--- EXCERPT TO READ ---

Last November, Adams sent Sexetary to Trainer Dave Kassen, an ex-jockey who has 40 or so horses in a public stable, but has won only two stakes in his six years as a trainer.
Kassen took Sexetary to Hialeah and began galloping her. In mid-January, he began breezing the filly an eighth of a mile once a week. He was impressed with her appearance ("Just like her old man") and her temperament. "Secretariat was big and kind," says Kassen. "And this filly has a lot of sense. She doesn't do anything silly. You can breeze her slow or fast."
He considered starting her at Hialeah, but finally decided to wait for Keeneland, which is only 20 miles from where Secretariat stands at stud. The week before the race he worked her a half-mile in 48⅖ and that convinced Assistant Trainer Dale Bender that she was going to win her debut.
"The way she trained, I think she shows a lot of promise," said Bender. "She's in perfect shape. We're sending her out on her own. She's not getting any medication. Just Ace bandages and a lot of hope."
An hour or so before the race, groom Ned Suter went into Sexetary's stall to wrap her ankles. As he worked, the Emmylou Harris version of the old Chuck Berry song You Never Can Tell blared from a nearby radio. That, said Kassen, summed up the business of racing 2-year-olds. "She's trained good," he said, "but I think she'll be a little better going farther. She has speed, but she isn't quick. Her crooked knee has straightened up so you can't see it. If her knee had looked as good at the sale as it does now, she would have brought twice as much."
About 20 minutes before post time, Sexetary was taken out of her stall and led to the saddling area. As she neared the grandstand and heard the roar of the crowd, she perked up so much that she began to rear. Taking the shank from the groom, Kassen calmed her enough so that she willingly walked into the teeming crowd in the saddling area.

--- DATA ---

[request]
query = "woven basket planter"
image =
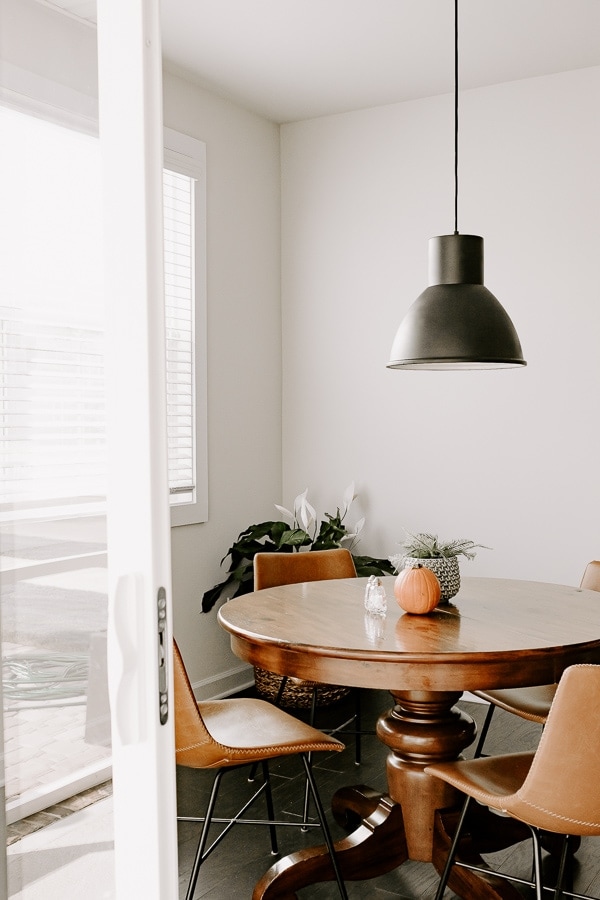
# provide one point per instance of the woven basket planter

---

■ ASSIGNMENT: Extend the account of Sexetary's racing debut by writing what comes after its final sentence. The listing comes from a different source than the passage about Sexetary.

■ ANSWER TO THIS TASK:
While Sexetary was being readied and taken to the paddock, where stone-faced Jockey Don Brumfield climbed aboard, the crowd bet her down to 1 to 2. Adams, flanked by his wife and daughter, sent a friend off with instructions to buy 50 two-dollar win tickets. If Sexy won, said Adams, he would give the tickets to friends as souvenirs.
The field arrayed against Sexetary didn't seem too imposing. A soft spot to make the first Secretariat runner look good, muttered insiders. Breaking on the rail, Sexetary took the lead midway through the first (and only) turn and continued on top into the stretch. Then Hot Commodity, ridden by Mike Bryan, challenged. Those who had bet on Secretariat's blood waited for class to show. Instead, Hot Commodity pulled away and Sexy began to fade, badly. By the time they got to the finish line, Sexetary was fourth, beaten 2½ lengths by a filly called Set A Limit. Hot Commodity was second with Gypsy Legend third.
Kassen fretted that Brumfield had been forced to rush the filly out of the gate, using her too early. Asked for a comment on the race, Brumfield seemed indifferent, almost sullen. "She just got outrun today," he said. "If she had been by any stallion but Secretariat, nobody would have been disappointed. I can't see any reason to condemn her or praise her. She's just a horse, that's all."
Indeed, only the foolhardy would attempt to make a case on Secretariat's get—or on Sexetary—on the basis of a single short race. Though he is new to the business, Adams understands. For probably the first time in racing history there was a press conference for the owner of the fourth-place finisher in a third race. In the press box, Adams said gallantly, "We didn't need her to win. In his first start, her daddy was fourth, too. So she's right on schedule."